## Jobs
1. Reproduce the stretch of the Docker tutorial from "Docker Architecture" through "Hub, ECR, etc.)", word for word.
2. Carry on writing the Docker tutorial, starting right after its last line.
-------- Source passage
Docker & Containerization

Duration: 120 min

Docker revolutionized application deployment by packaging applications and their dependencies into containers. Containers are lightweight, portable, and consistent across environments. This module covers Docker fundamentals, image creation, networking, volumes, and multi-stage builds.

What is Docker?

Docker is a containerization platform that packages applications with all dependencies into a standardized unit called a container. Containers are:

Lightweight: Share the host OS kernel, not full VMs
Portable: Run consistently on any system with Docker
Isolated: Each container has its own filesystem, processes, and network
Reproducible: Same image always produces the same container

Docker Architecture

Docker uses a client-server architecture:

Docker Client: CLI tool for interacting with Docker
Docker Daemon: Background service managing containers and images
Docker Registry: Repository for storing and sharing images (Docker Hub, ECR, etc.)
Images: Read-only templates for creating containers
Containers: Running instances of images

Creating Docker Images

Basic Dockerfile

# Use a base image
FROM ubuntu:22.04

# Set working directory
WORKDIR /app

# Install dependencies
RUN apt-get update && apt-get install -y \
    python3 \
    python3-pip

# Copy application code
COPY . .

# Install Python dependencies
RUN pip install -r requirements.txt

# Expose port
EXPOSE 8000

# Set environment variables
ENV FLASK_APP=app.py

# Run the application
CMD ["python3", "app.py"]

Build and run:

# Build the image
docker build -t myapp:1.0 .

# Run a container
docker run -d -p 8000:8000 --name myapp-container myapp:1.0

# View running containers
docker ps

# View logs
docker logs myapp-container

# Stop the container
docker stop myapp-container

Multi-Stage Builds

Multi-stage builds reduce image size by using multiple FROM statements:

# Stage 1: Build
FROM golang:1.21 AS builder
WORKDIR /app
COPY . .
RUN go build -o myapp .

# Stage 2: Runtime
FROM alpine:latest
WORKDIR /app
COPY --from=builder /app/myapp .
----------------
-------- Material shown
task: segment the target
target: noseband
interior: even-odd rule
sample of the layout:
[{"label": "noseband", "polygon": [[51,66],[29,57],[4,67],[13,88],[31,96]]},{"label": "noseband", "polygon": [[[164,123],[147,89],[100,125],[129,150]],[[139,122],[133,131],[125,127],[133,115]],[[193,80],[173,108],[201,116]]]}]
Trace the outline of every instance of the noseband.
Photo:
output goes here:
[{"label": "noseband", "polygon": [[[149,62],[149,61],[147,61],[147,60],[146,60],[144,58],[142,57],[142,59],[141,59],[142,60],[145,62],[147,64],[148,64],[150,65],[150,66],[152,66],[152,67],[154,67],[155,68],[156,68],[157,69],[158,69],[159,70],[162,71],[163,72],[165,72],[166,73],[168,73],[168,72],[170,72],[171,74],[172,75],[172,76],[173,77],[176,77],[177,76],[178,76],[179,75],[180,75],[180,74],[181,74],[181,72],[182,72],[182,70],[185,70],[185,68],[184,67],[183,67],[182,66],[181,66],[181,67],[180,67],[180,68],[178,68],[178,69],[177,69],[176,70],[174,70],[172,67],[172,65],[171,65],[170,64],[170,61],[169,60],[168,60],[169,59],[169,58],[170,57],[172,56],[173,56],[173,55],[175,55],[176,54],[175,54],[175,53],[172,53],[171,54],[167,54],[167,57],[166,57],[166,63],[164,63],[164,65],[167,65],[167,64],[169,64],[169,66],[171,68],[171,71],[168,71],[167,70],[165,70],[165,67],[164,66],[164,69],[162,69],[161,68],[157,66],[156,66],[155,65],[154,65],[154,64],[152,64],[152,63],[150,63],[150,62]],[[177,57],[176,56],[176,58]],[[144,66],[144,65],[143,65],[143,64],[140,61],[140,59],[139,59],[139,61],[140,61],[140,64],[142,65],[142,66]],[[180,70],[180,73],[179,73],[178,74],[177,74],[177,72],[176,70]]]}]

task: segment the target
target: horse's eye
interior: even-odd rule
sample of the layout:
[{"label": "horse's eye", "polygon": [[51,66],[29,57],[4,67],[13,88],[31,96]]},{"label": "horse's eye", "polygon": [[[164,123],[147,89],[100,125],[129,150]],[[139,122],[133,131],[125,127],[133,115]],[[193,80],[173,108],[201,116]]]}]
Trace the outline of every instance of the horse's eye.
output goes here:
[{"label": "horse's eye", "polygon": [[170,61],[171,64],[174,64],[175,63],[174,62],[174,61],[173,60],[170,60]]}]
----------------
## Answers to the exercises
1.
Docker Architecture

Docker uses a client-server architecture:

Docker Client: CLI tool for interacting with Docker
Docker Daemon: Background service managing containers and images
Docker Registry: Repository for storing and sharing images (Docker Hub, ECR, etc.)

2.
EXPOSE 8080
CMD ["./myapp"]

This approach:

Keeps build tools out of final image
Reduces image size significantly
Improves security by minimizing attack surface

Docker Networking

Containers can communicate with each other through Docker networks:

# Create a custom network
docker network create mynetwork

# Run containers on the network
docker run -d --name web --network mynetwork nginx:latest
docker run -d --name db --network mynetwork postgres:latest

# Containers can communicate by name
docker exec web curl http://db:5432

# Inspect network
docker network inspect mynetwork

Docker Volumes

Volumes persist data beyond container lifecycle:

# Create a named volume
docker volume create mydata

# Run container with volume
docker run -d -v mydata:/data --name myapp myapp:1.0

# Mount host directory
docker run -d -v /host/path:/container/path --name myapp myapp:1.0

# View volumes
docker volume ls
docker volume inspect mydata

# Remove volume
docker volume rm mydata

Docker Compose

Docker Compose defines multi-container applications in YAML:

version: '3.8'

services:
  web:
    build: .
    ports:
      - "8000:8000"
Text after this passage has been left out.